TRECHO
▼

De longe, Denzel Washington (Dia de Treinamento) é a melhor coisa de Gladiador II. Isso nem é surpreendente, basta nos lembrarmos de que Washington é uma força da natureza em Hollywood e traz vivacidade a cada projeto que participa, como fez no impressionante A Tragédia de Macbeth (2021), por exemplo. Logo, com a sequência de Gladiador, não foi diferente.

Com performance cativante, Denzel Washington é a melhor coisa de Gladiador II.

Mesmo que o roteiro não tenha muito a oferecer a seu personagem, o ardiloso e carismático Macrinus, Washington consegue criar, com apenas olhares, risadas e gestos, uma figura intrigante e enigmática que não deixa transparecer muito quais são suas motivações até que o clímax nos golpeie com sua verdadeira face. Magnético e charmoso, Washington vem nos resgatar todas as vezes em que Gladiador II parece perder o entusiasmo fora do caos do Coliseu.

▲

DADOS BRUTOS
▼

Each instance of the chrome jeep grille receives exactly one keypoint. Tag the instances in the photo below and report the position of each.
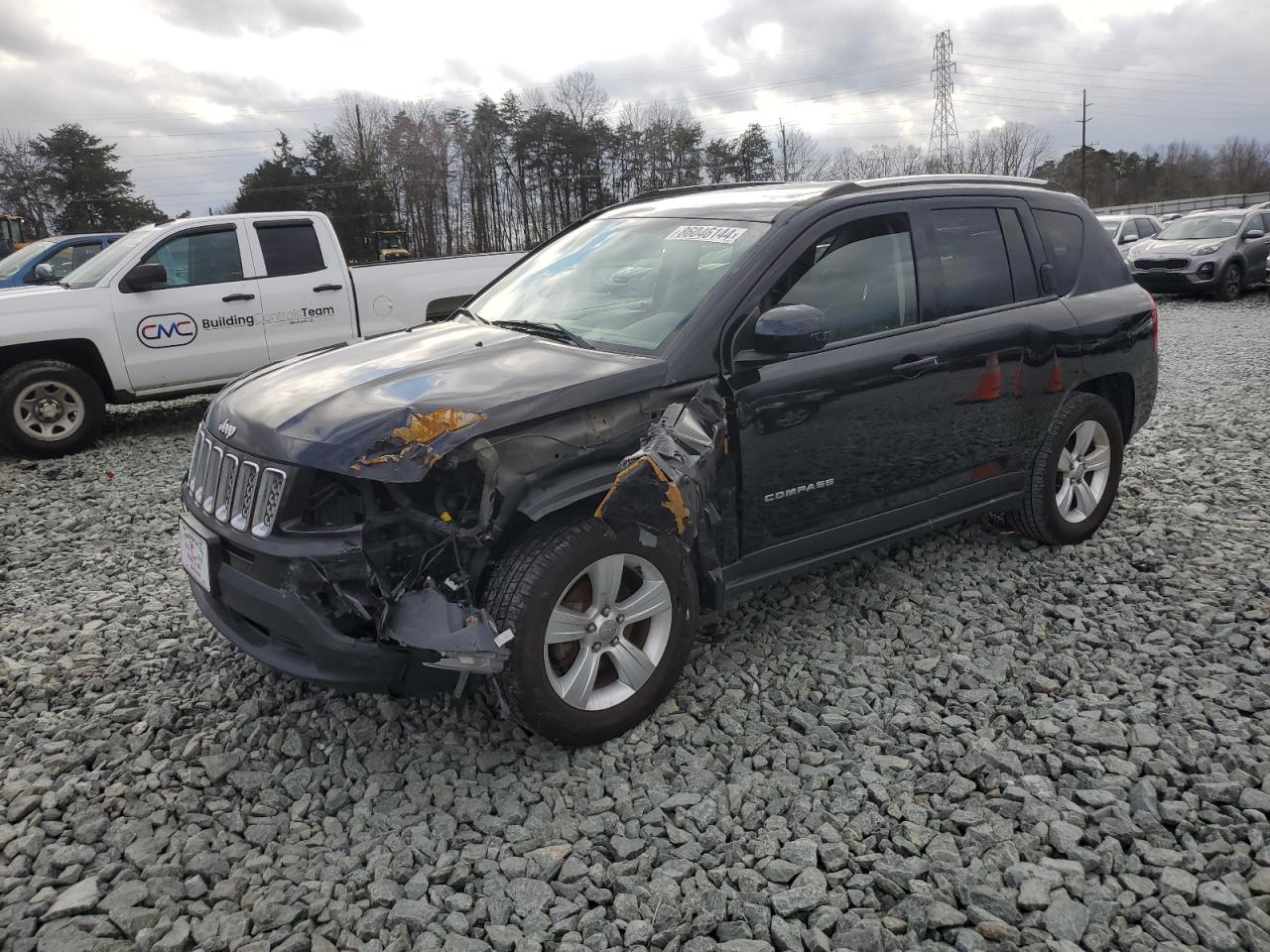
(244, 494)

▲
▼

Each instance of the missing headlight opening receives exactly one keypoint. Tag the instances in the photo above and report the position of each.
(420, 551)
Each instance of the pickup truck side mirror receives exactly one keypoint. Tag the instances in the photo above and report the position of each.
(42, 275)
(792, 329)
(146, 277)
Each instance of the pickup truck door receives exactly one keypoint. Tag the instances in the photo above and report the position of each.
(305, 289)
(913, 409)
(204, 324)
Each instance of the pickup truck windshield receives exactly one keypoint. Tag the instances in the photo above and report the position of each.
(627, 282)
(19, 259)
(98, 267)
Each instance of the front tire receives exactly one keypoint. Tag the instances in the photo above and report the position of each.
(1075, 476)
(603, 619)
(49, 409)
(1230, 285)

▲
▼

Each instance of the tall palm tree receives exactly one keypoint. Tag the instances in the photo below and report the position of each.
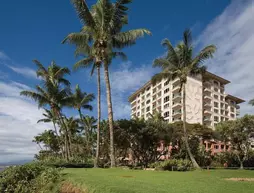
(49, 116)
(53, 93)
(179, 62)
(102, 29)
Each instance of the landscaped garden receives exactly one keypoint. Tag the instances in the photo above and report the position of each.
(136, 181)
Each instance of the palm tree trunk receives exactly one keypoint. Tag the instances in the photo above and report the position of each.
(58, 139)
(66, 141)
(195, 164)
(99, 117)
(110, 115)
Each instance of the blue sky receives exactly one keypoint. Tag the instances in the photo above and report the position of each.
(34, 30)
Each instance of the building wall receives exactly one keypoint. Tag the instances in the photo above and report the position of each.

▲

DESCRIÇÃO DA TAREFA
Por favor, copie na íntegra o trecho acima sobre Denzel Washington em Gladiador II.

RESPOSTA À TAREFA
De longe, Denzel Washington (Dia de Treinamento) é a melhor coisa de Gladiador II. Isso nem é surpreendente, basta nos lembrarmos de que Washington é uma força da natureza em Hollywood e traz vivacidade a cada projeto que participa, como fez no impressionante A Tragédia de Macbeth (2021), por exemplo. Logo, com a sequência de Gladiador, não foi diferente.

Com performance cativante, Denzel Washington é a melhor coisa de Gladiador II.

Mesmo que o roteiro não tenha muito a oferecer a seu personagem, o ardiloso e carismático Macrinus, Washington consegue criar, com apenas olhares, risadas e gestos, uma figura intrigante e enigmática que não deixa transparecer muito quais são suas motivações até que o clímax nos golpeie com sua verdadeira face. Magnético e charmoso, Washington vem nos resgatar todas as vezes em que Gladiador II parece perder o entusiasmo fora do caos do Coliseu.